▶ **Source extract**:
— Begin —

Dream Factory is an Indian film distribution company based in Chennai. The company was founded in 2014 by six film producers. They have released and distributed films across several regional film industries in India.

History
In July 2014, Dream Factory was formed as a new film distribution and marketing company by six leading producers in the Tamil film industry - K. E. Gnanavelraja of Studio Green, C. V. Kumar of Thirukumaran Entertainment, Elred Kumar of RS Infotainment, S. Sashikanth of YNOT Studios, Abinesh Elangovan of Abi & Abi Pictures and Laxmanan of Prince Pictures. At the launch, the shareholders of the company noted there would be a "scientific approach to better monetise films released across Tamil Nadu" and an overall aim to have "seamless integration between the three arms – production, marketing and distribution of content".

The firm's first release was Sarabham, produced by C. V. Kumar's Thirukumaran Entertainment and Abinesh's Abi & Abi Pictures, during August 2014. Since Sarabham, the team have over seen the release of several films and have worked as distributors to "new-gen" film projects.

— End —

▶ **Entries**:
— Begin —

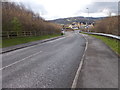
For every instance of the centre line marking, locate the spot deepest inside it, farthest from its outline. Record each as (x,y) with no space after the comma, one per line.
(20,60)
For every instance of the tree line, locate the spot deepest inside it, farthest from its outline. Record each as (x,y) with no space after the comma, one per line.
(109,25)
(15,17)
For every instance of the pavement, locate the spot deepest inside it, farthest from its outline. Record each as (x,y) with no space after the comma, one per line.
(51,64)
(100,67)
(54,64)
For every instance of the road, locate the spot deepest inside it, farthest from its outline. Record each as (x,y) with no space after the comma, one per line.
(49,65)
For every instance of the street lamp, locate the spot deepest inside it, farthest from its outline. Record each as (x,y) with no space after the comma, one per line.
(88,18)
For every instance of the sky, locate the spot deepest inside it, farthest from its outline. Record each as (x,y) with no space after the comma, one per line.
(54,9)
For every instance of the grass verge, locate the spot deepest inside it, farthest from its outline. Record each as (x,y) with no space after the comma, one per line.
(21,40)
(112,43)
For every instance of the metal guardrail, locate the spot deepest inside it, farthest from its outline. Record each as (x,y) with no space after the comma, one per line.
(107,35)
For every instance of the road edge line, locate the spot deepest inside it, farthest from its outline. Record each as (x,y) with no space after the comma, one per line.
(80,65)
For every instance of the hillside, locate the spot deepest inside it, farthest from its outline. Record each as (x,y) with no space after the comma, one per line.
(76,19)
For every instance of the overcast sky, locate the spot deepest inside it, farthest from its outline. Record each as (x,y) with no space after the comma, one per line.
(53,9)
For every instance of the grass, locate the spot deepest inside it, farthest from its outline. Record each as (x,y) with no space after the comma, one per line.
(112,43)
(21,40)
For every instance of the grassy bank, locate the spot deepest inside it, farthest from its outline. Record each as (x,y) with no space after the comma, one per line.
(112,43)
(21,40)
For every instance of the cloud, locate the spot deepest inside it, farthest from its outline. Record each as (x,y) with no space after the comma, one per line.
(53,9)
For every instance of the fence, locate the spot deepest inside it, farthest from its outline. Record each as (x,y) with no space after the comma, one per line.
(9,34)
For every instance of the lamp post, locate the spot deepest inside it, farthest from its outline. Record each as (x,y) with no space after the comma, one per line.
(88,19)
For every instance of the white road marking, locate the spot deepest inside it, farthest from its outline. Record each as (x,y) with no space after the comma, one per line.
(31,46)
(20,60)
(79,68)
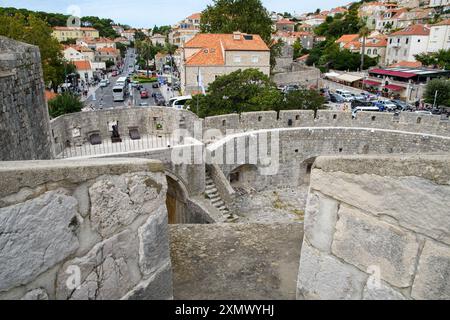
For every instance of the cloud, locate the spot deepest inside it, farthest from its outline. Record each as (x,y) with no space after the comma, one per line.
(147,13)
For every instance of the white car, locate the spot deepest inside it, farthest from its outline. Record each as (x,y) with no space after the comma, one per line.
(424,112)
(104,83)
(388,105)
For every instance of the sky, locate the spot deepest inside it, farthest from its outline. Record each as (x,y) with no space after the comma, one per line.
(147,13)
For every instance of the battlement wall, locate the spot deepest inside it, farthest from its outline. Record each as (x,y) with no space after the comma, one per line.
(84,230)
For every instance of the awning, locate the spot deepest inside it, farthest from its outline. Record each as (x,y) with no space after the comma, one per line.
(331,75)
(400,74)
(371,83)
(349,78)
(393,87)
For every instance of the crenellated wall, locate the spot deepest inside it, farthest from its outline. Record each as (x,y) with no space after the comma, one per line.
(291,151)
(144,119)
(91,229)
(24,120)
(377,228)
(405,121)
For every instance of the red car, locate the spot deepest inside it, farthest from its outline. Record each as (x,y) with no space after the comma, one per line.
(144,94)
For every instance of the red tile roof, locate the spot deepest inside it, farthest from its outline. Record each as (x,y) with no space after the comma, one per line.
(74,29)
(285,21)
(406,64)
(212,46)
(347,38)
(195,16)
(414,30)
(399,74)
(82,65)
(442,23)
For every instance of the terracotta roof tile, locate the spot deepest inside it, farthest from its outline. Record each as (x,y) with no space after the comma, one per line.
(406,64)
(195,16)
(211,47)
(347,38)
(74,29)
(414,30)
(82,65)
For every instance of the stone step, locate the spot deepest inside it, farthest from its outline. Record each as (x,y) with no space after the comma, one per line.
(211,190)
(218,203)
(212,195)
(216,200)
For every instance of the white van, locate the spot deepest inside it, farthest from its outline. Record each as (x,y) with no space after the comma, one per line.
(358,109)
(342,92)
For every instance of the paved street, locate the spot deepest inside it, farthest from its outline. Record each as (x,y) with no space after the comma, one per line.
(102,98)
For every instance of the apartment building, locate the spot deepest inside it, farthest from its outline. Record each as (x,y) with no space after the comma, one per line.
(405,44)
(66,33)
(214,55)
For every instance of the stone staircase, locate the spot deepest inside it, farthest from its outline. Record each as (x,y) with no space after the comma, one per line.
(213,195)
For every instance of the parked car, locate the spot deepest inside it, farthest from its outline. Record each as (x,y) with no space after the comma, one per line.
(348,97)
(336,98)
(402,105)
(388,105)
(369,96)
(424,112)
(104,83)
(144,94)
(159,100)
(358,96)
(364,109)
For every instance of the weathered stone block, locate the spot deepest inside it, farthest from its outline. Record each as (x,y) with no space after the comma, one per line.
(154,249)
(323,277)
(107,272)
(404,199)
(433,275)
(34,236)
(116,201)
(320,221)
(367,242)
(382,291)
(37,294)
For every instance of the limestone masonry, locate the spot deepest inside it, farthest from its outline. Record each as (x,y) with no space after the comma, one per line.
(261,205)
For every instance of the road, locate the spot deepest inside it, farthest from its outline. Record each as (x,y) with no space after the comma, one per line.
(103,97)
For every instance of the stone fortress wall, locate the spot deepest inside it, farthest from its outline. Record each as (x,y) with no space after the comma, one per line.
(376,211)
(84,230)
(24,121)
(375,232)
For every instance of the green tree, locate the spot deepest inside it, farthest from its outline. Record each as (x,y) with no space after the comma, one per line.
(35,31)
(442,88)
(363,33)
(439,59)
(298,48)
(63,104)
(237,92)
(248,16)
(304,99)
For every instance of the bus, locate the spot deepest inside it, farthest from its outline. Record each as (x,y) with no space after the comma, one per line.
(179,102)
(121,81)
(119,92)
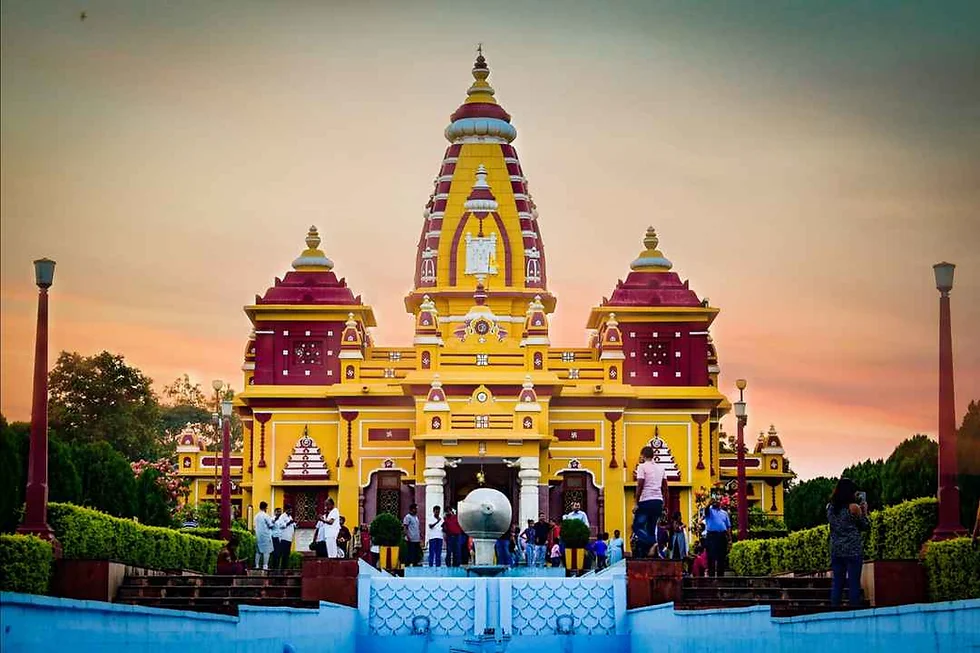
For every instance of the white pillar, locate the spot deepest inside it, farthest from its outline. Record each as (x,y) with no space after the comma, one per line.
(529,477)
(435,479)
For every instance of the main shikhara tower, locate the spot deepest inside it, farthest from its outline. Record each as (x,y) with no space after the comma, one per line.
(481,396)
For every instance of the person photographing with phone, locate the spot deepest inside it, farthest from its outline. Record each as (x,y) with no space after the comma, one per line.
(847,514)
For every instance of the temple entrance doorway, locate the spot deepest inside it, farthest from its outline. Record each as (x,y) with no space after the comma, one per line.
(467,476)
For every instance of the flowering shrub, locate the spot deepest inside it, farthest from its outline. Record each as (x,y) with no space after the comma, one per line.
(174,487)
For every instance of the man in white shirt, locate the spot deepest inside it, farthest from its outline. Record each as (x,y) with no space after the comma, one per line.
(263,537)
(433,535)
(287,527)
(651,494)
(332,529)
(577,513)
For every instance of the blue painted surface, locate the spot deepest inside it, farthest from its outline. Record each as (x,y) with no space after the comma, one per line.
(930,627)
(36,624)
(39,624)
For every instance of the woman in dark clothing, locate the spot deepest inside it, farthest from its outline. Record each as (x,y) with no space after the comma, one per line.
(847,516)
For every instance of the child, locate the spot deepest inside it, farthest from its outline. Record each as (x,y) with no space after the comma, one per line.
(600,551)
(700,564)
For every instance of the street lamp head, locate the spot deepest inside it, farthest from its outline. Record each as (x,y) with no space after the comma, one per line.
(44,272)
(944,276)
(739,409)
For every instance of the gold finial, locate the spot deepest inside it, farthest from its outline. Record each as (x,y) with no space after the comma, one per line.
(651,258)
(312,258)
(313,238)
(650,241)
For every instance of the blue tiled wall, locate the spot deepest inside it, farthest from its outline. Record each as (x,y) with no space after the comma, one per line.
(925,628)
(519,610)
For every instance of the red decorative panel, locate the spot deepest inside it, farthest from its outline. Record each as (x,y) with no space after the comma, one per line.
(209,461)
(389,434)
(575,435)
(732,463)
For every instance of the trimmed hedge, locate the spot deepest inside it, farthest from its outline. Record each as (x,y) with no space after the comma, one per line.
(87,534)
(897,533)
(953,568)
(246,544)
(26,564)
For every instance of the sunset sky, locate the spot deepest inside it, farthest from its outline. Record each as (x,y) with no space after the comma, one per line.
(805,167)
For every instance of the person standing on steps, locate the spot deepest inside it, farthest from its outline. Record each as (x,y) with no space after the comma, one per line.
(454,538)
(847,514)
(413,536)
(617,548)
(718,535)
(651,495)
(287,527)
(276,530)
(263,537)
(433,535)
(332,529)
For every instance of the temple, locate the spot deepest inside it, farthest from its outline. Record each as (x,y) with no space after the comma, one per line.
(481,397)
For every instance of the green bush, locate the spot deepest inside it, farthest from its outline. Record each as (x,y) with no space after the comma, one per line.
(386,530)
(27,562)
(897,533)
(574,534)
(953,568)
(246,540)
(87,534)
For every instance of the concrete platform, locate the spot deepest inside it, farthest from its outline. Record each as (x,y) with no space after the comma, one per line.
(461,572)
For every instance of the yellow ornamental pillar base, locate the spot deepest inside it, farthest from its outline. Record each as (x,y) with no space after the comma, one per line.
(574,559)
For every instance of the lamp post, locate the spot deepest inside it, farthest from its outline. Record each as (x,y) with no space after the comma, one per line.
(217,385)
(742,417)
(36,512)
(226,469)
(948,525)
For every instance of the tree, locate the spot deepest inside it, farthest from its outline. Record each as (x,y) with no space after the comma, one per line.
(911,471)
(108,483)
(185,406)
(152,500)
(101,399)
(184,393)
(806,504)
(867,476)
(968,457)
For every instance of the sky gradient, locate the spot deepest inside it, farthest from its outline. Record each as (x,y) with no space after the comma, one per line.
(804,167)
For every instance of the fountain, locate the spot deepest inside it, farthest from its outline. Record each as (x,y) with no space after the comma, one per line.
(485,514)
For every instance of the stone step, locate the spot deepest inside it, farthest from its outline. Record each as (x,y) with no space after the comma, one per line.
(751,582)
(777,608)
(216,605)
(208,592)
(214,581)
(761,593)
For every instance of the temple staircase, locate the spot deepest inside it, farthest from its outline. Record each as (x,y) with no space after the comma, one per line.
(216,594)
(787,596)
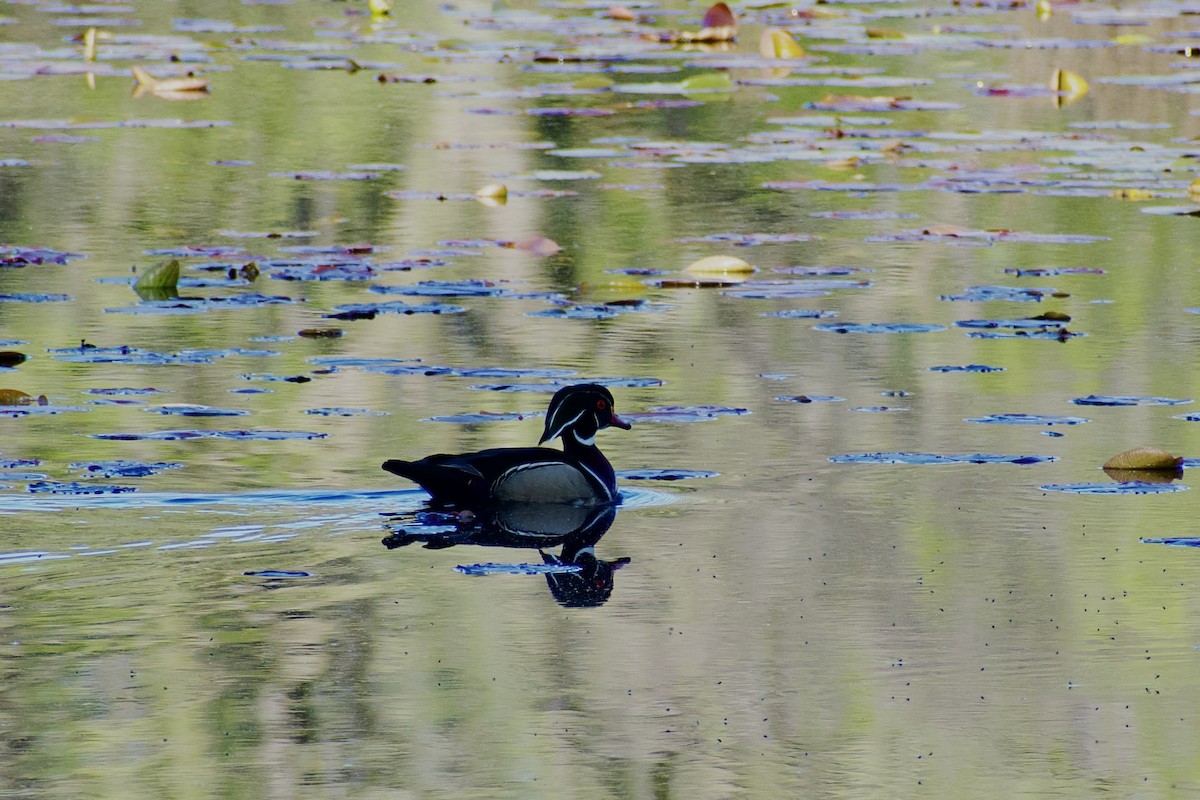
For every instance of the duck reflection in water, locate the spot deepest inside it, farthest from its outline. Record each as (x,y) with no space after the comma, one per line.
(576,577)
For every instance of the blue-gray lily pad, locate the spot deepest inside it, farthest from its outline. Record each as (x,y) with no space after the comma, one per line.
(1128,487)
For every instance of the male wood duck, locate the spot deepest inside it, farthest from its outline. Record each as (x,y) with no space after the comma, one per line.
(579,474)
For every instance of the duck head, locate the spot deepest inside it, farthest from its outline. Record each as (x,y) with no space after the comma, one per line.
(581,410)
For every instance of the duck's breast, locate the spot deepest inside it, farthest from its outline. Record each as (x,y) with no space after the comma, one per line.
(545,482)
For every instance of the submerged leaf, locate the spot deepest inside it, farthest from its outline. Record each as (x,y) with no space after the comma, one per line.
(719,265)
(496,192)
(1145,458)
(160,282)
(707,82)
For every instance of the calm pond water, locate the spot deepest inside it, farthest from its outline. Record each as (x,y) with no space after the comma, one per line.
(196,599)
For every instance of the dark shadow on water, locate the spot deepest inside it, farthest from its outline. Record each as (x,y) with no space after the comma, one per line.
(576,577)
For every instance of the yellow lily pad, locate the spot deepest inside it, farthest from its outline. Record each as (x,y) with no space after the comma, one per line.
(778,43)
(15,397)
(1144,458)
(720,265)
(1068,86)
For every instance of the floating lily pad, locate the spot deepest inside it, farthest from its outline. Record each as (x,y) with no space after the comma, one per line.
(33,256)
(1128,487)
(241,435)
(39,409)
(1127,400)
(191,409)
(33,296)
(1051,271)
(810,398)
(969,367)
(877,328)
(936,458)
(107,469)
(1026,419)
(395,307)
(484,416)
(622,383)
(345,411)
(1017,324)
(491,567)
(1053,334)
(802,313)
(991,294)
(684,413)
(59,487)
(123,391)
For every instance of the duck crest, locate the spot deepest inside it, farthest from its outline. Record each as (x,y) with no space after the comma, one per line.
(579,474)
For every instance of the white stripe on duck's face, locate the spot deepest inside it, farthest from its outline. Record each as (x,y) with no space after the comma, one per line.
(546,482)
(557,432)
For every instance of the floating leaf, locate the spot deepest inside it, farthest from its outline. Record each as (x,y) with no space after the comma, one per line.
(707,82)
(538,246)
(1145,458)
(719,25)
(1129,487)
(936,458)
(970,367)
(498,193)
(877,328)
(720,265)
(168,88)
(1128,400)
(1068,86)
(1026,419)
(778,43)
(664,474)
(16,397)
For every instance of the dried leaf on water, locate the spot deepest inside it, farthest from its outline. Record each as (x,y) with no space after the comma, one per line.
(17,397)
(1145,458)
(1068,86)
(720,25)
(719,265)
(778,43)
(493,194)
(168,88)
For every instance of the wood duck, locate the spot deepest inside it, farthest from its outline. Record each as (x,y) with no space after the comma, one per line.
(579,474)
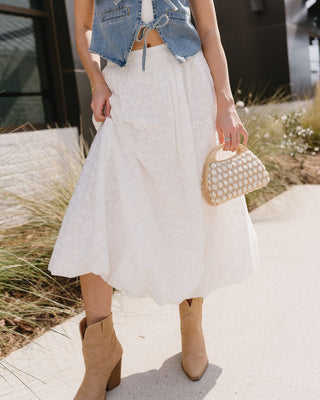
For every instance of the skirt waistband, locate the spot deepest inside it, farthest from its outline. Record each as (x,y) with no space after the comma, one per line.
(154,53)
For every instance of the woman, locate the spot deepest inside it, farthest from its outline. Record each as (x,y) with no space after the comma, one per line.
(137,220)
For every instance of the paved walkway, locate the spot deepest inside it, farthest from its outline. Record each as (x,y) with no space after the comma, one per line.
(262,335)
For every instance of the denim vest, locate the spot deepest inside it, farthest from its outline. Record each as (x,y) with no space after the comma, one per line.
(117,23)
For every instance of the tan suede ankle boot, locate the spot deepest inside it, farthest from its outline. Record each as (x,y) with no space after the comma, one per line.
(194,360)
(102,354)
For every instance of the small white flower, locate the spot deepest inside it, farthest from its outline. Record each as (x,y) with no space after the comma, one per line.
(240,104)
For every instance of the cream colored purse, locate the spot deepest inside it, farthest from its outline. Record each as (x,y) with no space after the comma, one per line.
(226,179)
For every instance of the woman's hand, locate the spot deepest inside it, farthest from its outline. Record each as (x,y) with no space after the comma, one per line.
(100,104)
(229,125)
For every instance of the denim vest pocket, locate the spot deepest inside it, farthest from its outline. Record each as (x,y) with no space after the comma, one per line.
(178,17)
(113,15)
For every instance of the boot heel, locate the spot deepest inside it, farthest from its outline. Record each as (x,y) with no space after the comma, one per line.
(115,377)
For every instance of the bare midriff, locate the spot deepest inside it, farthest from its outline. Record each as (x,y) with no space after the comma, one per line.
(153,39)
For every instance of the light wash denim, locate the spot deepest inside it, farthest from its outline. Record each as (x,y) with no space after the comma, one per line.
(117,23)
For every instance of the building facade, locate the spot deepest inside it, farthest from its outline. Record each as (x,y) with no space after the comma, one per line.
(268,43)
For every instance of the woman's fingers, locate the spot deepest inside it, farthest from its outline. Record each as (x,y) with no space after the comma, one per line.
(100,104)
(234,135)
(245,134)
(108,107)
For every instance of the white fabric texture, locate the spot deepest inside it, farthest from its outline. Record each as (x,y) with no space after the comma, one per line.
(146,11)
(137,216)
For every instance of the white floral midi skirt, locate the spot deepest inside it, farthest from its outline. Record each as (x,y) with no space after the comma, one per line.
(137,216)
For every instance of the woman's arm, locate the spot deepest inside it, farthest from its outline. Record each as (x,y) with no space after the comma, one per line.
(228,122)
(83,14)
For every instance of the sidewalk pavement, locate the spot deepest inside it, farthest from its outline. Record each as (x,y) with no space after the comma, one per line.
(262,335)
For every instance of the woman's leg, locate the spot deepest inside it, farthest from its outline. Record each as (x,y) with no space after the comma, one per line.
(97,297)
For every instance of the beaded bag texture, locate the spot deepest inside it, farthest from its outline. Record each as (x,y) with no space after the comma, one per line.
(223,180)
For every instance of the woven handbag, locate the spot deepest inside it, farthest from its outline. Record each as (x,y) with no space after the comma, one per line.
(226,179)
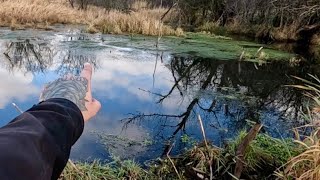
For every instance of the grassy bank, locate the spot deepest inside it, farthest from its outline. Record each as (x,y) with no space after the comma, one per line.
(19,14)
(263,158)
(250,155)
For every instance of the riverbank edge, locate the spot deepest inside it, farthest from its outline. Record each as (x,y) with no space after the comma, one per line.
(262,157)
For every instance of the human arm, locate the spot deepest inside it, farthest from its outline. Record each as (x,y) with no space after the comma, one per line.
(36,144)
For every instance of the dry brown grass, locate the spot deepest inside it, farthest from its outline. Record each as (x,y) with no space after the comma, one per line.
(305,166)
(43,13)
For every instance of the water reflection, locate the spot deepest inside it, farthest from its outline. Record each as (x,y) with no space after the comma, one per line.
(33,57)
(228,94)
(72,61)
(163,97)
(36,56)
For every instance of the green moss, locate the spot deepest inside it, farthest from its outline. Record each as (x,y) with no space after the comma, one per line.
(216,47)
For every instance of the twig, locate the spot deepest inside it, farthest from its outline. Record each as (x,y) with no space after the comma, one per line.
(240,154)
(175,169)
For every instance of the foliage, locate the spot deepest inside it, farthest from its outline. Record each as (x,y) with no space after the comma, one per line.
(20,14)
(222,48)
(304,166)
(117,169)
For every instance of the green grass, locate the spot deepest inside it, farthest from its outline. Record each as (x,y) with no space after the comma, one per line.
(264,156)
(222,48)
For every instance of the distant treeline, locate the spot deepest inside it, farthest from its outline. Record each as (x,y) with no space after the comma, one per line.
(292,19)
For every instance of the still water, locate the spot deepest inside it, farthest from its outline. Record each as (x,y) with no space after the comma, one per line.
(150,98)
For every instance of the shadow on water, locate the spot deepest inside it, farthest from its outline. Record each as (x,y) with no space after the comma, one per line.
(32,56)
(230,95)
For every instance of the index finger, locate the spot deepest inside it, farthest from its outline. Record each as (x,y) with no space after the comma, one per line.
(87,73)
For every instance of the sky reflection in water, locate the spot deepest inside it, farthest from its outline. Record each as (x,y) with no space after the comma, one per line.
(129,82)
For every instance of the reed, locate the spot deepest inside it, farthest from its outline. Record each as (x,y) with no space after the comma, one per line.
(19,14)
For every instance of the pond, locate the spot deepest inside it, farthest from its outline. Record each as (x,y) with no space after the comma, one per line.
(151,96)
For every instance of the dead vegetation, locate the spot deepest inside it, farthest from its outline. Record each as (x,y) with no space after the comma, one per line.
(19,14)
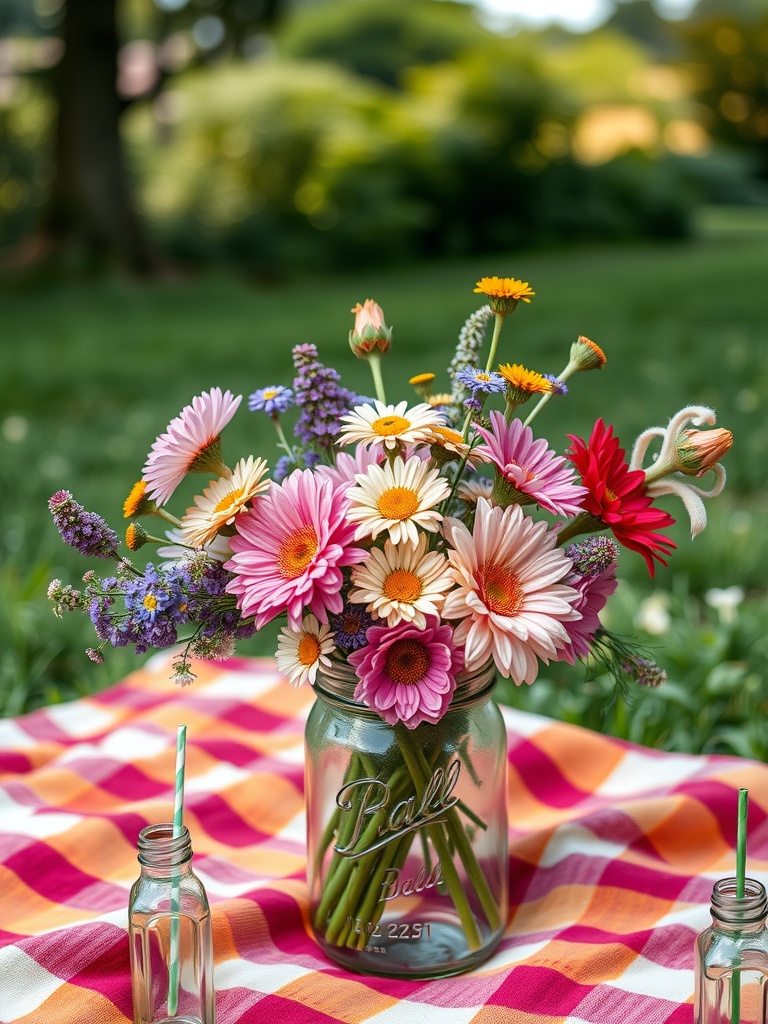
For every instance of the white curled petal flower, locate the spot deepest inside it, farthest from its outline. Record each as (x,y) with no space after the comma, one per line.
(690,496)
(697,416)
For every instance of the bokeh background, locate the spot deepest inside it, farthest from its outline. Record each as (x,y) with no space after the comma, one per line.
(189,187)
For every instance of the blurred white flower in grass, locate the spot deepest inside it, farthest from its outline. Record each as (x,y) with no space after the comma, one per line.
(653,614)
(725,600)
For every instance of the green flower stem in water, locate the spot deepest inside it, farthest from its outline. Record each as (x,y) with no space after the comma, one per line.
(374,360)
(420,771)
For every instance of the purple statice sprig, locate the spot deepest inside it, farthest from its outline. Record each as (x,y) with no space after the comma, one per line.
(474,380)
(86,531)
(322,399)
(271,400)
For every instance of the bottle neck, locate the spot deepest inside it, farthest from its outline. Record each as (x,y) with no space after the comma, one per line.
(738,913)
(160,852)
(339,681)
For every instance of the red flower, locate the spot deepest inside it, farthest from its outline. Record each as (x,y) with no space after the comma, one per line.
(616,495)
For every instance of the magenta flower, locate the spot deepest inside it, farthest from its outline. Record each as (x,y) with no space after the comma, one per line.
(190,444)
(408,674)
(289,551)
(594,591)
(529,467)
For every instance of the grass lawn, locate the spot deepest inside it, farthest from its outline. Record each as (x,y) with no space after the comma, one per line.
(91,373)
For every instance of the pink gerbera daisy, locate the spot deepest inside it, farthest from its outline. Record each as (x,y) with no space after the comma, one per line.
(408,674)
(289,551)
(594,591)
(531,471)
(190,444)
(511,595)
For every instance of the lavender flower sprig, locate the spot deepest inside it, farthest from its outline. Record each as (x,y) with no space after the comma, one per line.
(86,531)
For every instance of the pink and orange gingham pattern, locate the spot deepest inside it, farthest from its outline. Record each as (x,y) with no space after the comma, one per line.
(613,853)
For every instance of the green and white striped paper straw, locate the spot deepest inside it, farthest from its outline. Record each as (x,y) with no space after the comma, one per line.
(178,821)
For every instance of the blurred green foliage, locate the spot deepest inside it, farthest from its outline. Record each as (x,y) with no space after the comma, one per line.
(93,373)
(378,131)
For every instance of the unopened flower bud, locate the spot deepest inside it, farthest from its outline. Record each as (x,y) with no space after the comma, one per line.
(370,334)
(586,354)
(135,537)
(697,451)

— End —

▶ **Exercise description**:
Answer from the Dream Factory text:
(a) In which city is the company based?
(b) In what month and year was it formed?
(c) Which two companies produced its first release, Sarabham?
Rely only on the Dream Factory text.

▶ **Exercise result**:
(a) Chennai
(b) July 2014
(c) C. V. Kumar's Thirukumaran Entertainment and Abinesh's Abi & Abi Pictures